= Work to complete =
Below is a set of records. Repeat all of them exactly.

= Extracted material =
-=-=-=-=-
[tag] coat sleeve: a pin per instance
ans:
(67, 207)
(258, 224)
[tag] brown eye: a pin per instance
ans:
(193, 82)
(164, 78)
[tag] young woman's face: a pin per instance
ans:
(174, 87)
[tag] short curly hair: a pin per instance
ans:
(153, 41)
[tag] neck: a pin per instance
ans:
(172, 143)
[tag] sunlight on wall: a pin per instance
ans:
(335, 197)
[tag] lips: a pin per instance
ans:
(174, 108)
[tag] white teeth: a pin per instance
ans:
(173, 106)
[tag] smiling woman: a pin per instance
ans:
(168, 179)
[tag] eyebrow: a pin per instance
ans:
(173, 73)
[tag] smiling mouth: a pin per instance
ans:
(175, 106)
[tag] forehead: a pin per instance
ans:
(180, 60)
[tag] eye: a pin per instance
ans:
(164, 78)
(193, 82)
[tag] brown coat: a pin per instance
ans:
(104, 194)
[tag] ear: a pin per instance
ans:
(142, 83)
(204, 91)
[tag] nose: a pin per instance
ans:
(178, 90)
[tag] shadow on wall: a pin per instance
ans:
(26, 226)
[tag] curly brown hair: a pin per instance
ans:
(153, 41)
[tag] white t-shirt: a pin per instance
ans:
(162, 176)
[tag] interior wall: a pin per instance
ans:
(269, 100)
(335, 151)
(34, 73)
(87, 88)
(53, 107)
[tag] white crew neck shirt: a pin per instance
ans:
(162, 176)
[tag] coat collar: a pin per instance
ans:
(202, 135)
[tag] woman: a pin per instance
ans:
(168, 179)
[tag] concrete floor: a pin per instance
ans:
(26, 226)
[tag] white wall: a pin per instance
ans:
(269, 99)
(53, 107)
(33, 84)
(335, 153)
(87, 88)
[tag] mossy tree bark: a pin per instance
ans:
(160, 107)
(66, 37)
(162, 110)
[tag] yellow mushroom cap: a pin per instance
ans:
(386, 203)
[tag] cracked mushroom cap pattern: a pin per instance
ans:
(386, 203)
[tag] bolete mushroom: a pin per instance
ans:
-=-=-=-=-
= Result =
[tag] coat sleeve: a pin per instance
ans:
(67, 207)
(258, 224)
[tag] brown eye: a pin per instance
ans:
(193, 82)
(164, 78)
[tag] young woman's face: a pin per instance
ans:
(174, 87)
[tag] short curly hair: a pin per instance
ans:
(153, 41)
[tag] neck: a pin per instance
ans:
(172, 143)
[tag] sunlight on wall: a pin per instance
ans:
(335, 197)
[tag] lips: a pin per instance
ans:
(174, 108)
[tag] white teeth: a pin per instance
ans:
(173, 106)
[tag] smiling woman: a pin per instance
ans:
(168, 179)
[tag] eyebrow: a pin per instance
ans:
(173, 73)
[tag] smiling mouth: a pin per instance
ans:
(175, 106)
[tag] forehead: a pin per instance
ans:
(180, 60)
[tag] eye: a pin per instance
ans:
(164, 78)
(193, 82)
[tag] brown coat: a pin per instance
ans:
(104, 194)
[tag] ear: a pin per instance
ans:
(142, 83)
(204, 91)
[tag] nose: a pin per instance
ans:
(178, 90)
[tag] shadow on wall: a pin per instance
ans:
(26, 226)
[tag] curly brown hair: a pin per instance
ans:
(153, 41)
[tag] white t-shirt: a pin per instance
ans:
(162, 176)
[tag] interior wall: a pin per instance
ans:
(269, 100)
(335, 151)
(34, 73)
(87, 88)
(53, 107)
[tag] white crew neck shirt: a pin per instance
ans:
(162, 176)
[tag] coat collar: a pin per instance
ans:
(202, 135)
[tag] woman: a pin per instance
ans:
(168, 179)
[tag] concrete floor: a pin per instance
ans:
(26, 226)
[tag] white wall: a pin per instance
ans:
(269, 99)
(53, 107)
(33, 84)
(335, 153)
(87, 88)
[tag] mossy tree bark: a pin per instance
ans:
(160, 107)
(66, 37)
(162, 110)
[tag] yellow mushroom cap: a pin per instance
ans:
(386, 203)
[tag] cracked mushroom cap pattern: a pin per instance
ans:
(386, 203)
[tag] bolete mushroom: a pin per instance
ans:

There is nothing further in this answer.